# Required work
Identify every line of the records that holds the string "foreground", and copy each such line. Case counts.

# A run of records
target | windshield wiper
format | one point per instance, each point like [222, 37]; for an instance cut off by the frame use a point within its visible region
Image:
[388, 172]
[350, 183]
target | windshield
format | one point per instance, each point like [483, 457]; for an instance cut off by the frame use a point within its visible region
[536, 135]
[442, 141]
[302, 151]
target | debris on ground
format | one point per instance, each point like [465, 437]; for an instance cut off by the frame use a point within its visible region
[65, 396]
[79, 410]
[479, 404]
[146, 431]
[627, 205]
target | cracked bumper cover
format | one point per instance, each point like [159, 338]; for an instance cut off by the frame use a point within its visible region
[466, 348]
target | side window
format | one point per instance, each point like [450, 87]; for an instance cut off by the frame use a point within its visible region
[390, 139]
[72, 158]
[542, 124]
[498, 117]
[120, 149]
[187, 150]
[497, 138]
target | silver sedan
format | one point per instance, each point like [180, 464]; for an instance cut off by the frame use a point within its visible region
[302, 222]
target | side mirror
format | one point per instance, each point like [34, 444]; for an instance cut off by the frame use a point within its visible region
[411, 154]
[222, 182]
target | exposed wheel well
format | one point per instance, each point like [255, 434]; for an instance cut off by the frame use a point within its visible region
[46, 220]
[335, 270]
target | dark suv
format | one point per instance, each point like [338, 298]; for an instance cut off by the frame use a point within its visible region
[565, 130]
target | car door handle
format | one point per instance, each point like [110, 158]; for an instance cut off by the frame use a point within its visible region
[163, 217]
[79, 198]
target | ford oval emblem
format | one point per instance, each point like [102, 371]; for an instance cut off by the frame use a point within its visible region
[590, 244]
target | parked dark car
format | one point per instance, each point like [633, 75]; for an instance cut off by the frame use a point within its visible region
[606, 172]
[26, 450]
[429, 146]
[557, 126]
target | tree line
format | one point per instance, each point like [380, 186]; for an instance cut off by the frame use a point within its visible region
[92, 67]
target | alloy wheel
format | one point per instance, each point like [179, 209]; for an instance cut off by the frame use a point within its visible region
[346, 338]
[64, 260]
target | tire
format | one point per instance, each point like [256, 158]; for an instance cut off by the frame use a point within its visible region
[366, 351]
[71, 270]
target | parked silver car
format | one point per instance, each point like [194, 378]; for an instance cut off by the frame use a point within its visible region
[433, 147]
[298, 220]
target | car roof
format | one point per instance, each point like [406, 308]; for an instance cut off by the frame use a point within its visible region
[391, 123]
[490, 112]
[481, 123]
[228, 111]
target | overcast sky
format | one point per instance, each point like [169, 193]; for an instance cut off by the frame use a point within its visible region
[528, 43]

...

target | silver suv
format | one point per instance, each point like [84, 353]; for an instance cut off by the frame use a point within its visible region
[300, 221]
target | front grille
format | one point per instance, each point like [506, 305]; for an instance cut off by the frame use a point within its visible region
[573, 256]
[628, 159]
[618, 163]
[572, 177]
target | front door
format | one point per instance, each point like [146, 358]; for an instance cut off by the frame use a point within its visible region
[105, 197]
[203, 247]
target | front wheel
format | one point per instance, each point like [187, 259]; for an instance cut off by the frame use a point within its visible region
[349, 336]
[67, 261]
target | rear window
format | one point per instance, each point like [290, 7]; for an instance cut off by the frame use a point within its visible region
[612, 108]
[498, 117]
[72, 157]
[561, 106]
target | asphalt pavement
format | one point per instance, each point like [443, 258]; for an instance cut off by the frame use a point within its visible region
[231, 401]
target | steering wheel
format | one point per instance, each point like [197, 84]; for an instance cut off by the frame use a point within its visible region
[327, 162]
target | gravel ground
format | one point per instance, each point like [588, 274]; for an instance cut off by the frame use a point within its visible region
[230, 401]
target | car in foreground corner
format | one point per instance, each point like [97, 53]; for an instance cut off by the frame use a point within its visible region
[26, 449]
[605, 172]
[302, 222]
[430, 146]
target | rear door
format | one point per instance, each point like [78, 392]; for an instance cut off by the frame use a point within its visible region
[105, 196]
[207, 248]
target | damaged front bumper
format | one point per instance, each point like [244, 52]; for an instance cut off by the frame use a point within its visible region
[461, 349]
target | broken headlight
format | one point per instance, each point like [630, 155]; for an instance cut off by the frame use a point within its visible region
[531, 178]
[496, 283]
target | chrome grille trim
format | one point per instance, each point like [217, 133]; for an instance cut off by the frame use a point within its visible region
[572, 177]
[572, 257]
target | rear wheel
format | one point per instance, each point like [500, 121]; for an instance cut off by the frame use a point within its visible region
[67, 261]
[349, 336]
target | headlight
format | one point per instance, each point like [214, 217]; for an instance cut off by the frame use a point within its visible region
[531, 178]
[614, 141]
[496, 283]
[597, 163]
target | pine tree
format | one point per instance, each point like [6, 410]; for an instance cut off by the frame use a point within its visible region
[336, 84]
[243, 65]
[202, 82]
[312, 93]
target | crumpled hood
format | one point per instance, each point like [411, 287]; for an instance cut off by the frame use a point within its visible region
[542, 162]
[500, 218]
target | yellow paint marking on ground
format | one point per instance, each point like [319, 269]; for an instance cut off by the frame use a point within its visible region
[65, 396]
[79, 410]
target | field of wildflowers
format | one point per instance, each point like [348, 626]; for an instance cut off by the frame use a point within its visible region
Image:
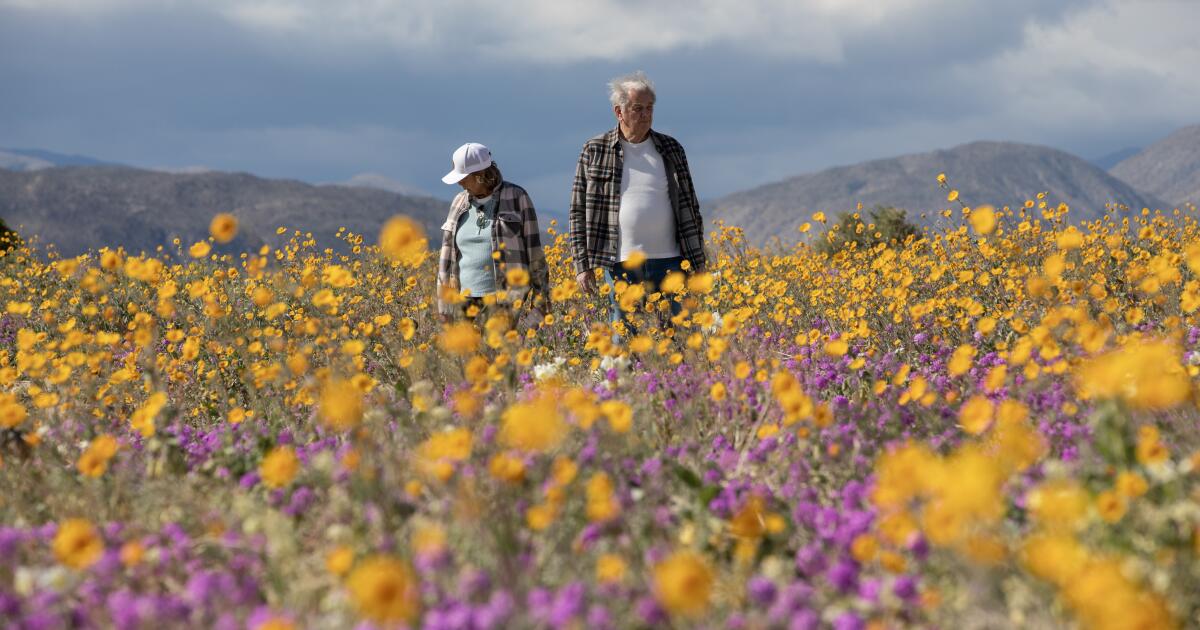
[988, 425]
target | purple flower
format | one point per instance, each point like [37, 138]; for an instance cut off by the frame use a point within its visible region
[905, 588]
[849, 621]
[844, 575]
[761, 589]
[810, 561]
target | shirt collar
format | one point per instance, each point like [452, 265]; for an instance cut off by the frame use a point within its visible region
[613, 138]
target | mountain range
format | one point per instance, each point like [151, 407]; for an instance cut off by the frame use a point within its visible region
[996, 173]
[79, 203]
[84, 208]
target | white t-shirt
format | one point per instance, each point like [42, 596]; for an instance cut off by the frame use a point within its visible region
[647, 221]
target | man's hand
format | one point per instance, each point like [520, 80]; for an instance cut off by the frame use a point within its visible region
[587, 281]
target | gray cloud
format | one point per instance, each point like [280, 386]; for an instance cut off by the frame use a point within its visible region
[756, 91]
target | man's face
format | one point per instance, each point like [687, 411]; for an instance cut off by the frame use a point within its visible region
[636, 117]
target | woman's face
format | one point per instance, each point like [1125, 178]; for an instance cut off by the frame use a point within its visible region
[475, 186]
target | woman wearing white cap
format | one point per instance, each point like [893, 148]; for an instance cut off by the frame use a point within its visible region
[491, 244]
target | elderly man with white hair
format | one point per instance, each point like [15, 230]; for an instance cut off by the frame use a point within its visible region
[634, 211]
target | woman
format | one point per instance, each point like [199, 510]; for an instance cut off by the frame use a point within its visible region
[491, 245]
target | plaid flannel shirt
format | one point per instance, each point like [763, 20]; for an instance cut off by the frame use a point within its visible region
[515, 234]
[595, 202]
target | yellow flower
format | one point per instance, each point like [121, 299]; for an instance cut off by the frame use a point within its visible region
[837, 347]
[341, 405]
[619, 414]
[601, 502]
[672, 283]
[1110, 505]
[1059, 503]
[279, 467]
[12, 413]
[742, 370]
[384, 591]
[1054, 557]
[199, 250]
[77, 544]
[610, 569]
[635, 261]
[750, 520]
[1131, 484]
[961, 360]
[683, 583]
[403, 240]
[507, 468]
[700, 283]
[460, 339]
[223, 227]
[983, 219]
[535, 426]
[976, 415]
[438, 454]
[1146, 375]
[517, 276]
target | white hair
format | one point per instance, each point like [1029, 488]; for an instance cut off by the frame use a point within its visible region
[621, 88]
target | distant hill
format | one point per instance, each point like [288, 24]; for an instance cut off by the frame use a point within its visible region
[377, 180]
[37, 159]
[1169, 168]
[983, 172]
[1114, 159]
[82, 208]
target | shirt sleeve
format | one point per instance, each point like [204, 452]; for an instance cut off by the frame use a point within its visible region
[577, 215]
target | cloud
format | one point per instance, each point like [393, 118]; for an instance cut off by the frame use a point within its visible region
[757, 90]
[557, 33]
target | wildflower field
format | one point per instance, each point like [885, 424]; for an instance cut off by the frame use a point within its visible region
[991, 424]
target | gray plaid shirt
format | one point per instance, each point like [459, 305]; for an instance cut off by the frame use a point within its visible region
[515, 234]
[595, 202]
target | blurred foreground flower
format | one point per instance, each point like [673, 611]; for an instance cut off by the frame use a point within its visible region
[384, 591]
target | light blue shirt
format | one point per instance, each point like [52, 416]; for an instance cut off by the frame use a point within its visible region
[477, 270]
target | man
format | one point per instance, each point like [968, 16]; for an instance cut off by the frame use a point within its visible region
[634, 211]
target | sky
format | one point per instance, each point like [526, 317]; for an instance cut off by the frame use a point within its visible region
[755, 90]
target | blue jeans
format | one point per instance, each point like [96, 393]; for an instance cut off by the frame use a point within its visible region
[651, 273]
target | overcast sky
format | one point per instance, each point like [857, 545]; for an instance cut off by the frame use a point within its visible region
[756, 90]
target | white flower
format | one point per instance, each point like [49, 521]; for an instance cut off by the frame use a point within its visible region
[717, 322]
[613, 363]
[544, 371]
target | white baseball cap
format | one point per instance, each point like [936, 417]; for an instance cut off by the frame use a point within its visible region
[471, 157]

--

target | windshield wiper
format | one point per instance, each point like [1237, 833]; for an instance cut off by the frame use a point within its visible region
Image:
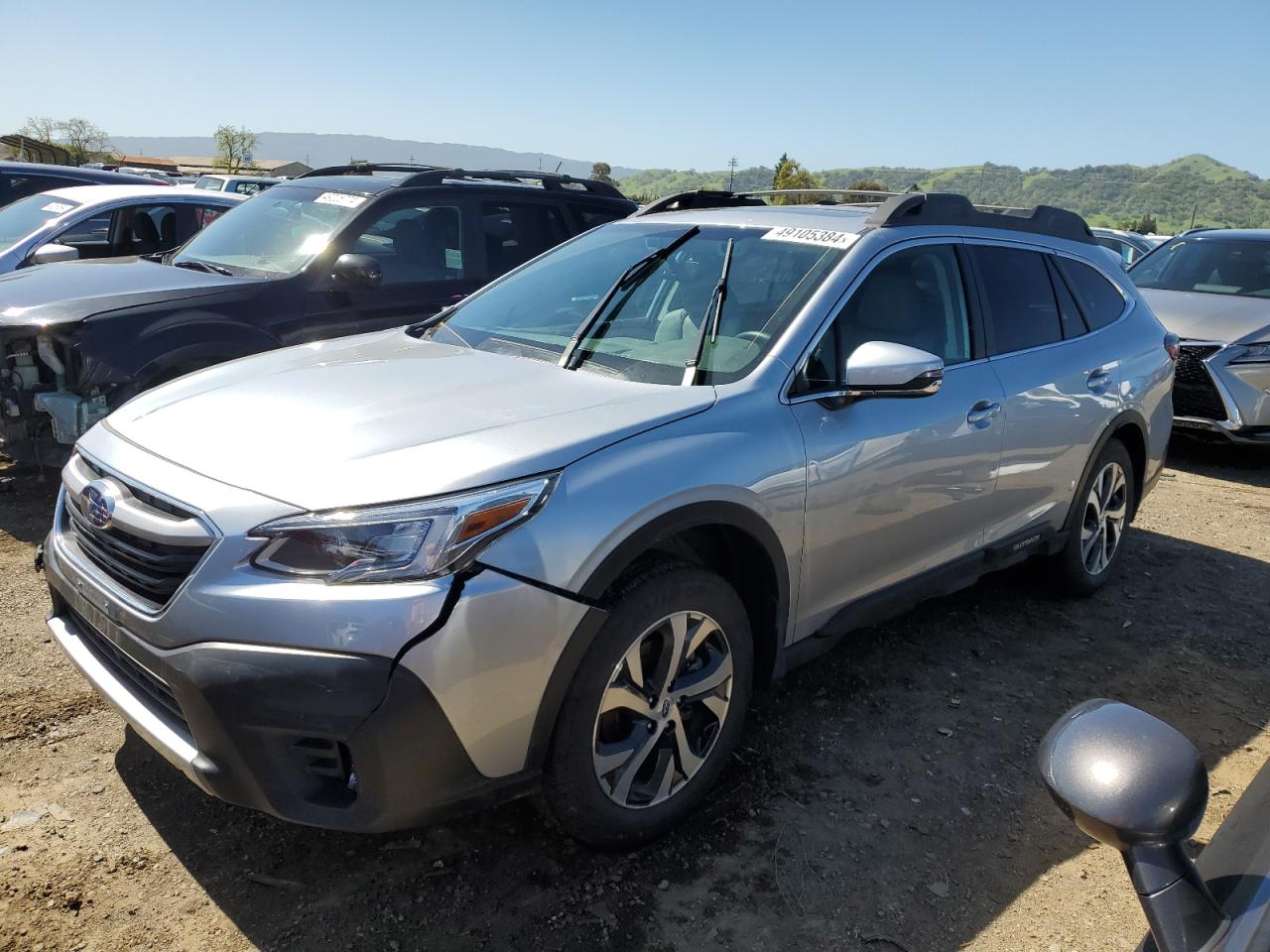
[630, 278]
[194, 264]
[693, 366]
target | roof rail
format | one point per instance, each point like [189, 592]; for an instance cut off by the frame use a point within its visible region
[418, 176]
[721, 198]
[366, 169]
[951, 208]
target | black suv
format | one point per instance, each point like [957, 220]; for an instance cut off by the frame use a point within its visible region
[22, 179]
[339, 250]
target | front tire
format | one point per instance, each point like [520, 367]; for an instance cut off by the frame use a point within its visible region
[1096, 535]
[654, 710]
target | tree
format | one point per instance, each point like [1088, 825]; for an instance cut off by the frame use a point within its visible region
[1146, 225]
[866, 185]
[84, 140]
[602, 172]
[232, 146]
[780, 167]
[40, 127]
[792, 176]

# Correct result
target | car in foreground corner
target | blurred foreground flower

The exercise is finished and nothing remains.